● What to produce
Which lines in the rows below contain the word "railing"? Show each of them in full.

Stored items
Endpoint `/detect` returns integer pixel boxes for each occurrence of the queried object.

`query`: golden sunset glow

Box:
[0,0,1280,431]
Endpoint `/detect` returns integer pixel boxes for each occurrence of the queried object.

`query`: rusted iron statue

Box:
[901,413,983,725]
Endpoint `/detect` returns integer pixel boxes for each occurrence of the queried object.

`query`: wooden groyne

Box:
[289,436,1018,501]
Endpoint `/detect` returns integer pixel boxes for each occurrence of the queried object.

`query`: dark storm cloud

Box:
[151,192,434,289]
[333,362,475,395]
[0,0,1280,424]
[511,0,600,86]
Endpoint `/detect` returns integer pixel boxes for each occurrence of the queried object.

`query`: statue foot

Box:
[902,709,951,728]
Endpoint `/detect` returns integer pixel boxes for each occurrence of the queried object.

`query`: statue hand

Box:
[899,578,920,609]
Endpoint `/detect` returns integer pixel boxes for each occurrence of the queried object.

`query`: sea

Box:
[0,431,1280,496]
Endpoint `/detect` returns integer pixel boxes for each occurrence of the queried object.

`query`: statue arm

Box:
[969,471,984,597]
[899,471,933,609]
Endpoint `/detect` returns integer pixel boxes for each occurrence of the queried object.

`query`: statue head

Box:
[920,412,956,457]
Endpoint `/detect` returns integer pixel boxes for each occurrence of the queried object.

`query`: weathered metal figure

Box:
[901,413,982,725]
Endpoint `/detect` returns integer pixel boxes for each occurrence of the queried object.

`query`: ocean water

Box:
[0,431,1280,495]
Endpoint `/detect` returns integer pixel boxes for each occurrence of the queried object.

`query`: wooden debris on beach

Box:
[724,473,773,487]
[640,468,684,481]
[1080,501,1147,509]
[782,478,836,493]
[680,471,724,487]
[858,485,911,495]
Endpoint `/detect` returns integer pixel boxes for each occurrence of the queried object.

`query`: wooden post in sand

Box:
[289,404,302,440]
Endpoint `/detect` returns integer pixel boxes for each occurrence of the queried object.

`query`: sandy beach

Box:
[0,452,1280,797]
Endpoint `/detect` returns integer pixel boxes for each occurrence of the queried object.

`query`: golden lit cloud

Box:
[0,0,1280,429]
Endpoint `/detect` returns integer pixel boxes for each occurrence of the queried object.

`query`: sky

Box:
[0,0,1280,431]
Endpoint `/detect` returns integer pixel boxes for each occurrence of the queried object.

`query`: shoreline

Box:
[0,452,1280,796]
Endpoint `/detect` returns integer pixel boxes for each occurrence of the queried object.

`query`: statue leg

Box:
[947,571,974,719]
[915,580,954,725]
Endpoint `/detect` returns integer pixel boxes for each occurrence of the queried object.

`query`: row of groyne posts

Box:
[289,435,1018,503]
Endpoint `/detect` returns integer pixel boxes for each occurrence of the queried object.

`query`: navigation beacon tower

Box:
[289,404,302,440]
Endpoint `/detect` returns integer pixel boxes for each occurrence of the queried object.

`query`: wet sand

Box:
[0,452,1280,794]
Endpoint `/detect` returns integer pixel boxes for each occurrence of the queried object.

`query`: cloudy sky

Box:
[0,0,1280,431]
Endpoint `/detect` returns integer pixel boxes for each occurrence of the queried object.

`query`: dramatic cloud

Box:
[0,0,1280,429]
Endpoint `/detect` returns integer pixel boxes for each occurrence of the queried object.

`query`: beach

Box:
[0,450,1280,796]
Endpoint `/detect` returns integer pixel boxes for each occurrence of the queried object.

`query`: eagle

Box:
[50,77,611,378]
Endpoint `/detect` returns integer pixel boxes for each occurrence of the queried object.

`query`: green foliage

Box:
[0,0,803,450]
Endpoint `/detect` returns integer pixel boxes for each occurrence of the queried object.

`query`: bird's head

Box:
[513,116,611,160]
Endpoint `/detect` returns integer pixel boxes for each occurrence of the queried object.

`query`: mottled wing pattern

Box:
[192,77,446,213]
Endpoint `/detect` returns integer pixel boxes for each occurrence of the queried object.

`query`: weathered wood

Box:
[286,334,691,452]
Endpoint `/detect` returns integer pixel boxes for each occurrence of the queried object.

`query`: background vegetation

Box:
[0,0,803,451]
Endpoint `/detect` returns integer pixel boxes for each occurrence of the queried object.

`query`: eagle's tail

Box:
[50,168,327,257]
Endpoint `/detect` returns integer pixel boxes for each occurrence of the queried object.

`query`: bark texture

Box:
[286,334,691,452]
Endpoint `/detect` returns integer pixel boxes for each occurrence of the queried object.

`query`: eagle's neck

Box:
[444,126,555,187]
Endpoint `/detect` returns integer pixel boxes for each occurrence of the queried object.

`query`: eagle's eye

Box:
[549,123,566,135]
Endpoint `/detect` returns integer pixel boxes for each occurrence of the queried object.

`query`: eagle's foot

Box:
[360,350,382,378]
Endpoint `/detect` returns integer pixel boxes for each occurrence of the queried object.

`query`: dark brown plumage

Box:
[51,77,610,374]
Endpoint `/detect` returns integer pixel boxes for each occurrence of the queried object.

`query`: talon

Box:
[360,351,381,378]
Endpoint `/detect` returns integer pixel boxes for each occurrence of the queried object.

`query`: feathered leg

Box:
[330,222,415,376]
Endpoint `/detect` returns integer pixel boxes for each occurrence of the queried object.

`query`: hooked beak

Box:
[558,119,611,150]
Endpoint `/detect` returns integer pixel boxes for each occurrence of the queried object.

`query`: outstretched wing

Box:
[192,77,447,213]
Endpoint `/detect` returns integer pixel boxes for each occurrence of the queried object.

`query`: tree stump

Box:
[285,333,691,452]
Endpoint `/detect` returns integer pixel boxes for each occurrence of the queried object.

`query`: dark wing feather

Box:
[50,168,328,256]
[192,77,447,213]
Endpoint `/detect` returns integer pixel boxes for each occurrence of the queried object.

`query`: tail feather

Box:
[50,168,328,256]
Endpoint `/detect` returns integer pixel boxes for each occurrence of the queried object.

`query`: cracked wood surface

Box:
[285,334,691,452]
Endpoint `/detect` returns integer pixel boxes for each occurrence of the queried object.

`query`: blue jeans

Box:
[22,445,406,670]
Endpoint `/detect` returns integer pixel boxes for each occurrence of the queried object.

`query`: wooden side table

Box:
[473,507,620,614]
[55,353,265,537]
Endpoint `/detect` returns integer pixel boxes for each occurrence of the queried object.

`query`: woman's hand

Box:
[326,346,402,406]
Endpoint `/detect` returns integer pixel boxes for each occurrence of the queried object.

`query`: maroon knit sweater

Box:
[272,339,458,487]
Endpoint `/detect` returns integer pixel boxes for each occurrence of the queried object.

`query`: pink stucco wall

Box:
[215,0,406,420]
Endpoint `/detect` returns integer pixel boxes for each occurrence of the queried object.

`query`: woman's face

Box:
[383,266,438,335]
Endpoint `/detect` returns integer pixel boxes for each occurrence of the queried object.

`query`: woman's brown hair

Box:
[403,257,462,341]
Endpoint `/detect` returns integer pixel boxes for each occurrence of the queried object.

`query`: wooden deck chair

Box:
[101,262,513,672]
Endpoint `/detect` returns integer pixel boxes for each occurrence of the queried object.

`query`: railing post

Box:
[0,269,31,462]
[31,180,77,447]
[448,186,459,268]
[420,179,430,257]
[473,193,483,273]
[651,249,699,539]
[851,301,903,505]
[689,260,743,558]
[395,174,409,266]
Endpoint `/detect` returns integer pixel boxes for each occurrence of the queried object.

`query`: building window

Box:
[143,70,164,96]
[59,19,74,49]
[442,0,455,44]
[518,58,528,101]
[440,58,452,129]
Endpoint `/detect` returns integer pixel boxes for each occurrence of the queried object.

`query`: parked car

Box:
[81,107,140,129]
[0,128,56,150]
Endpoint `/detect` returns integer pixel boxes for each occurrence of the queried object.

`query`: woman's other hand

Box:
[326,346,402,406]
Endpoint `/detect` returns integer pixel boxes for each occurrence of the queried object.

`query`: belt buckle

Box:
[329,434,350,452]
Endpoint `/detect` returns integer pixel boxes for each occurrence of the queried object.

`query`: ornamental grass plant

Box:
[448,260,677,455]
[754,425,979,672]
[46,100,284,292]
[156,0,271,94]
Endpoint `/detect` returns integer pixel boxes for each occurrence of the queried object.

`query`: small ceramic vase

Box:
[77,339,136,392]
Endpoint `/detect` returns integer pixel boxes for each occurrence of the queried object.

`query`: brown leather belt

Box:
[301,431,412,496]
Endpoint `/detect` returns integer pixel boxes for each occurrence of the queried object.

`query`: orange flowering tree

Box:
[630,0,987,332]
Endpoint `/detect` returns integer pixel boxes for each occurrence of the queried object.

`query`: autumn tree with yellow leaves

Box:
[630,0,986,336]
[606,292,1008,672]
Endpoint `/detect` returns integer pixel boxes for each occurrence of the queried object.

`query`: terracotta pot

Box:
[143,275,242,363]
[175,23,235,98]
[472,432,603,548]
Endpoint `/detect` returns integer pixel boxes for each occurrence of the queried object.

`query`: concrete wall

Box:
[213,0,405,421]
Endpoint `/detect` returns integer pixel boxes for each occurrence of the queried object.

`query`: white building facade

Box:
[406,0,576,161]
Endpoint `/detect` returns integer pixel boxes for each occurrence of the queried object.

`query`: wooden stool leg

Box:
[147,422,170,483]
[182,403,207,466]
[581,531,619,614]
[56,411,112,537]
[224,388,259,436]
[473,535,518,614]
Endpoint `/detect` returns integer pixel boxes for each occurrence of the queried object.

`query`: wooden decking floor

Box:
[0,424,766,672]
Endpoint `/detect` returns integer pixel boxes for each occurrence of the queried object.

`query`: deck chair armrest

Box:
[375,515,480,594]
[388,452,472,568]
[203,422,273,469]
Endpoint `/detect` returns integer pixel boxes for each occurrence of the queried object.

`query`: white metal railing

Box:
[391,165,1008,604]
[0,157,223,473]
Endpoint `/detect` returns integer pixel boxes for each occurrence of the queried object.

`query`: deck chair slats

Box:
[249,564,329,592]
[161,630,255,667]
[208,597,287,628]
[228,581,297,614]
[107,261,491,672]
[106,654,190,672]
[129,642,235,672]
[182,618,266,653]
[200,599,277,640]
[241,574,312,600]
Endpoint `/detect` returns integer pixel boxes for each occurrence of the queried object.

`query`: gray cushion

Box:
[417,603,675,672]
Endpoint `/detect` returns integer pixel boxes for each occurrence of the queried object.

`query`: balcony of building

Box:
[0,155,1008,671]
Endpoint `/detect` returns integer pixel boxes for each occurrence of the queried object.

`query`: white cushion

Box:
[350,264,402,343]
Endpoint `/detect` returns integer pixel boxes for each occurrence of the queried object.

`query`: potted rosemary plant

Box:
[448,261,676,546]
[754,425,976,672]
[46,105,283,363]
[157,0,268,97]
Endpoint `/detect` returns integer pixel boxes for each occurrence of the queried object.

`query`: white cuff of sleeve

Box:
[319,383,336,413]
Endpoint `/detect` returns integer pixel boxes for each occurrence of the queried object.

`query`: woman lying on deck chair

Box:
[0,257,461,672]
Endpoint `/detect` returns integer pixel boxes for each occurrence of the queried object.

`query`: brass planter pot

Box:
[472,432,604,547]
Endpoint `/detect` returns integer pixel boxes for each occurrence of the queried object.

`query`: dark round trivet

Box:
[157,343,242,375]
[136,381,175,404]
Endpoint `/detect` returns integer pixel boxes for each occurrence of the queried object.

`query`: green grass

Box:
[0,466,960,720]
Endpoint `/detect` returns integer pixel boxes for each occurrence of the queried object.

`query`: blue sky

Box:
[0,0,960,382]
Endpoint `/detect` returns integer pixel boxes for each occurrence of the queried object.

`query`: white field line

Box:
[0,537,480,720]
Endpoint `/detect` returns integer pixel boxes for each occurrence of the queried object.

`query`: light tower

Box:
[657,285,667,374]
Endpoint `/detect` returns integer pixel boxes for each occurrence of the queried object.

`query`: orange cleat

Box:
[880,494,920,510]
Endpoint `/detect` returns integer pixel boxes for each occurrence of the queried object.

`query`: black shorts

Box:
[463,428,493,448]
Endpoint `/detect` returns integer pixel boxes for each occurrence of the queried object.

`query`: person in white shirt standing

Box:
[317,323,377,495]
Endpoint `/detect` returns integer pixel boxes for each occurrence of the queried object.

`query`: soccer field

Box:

● Problem solution
`query`: railing post
`query`: white metal railing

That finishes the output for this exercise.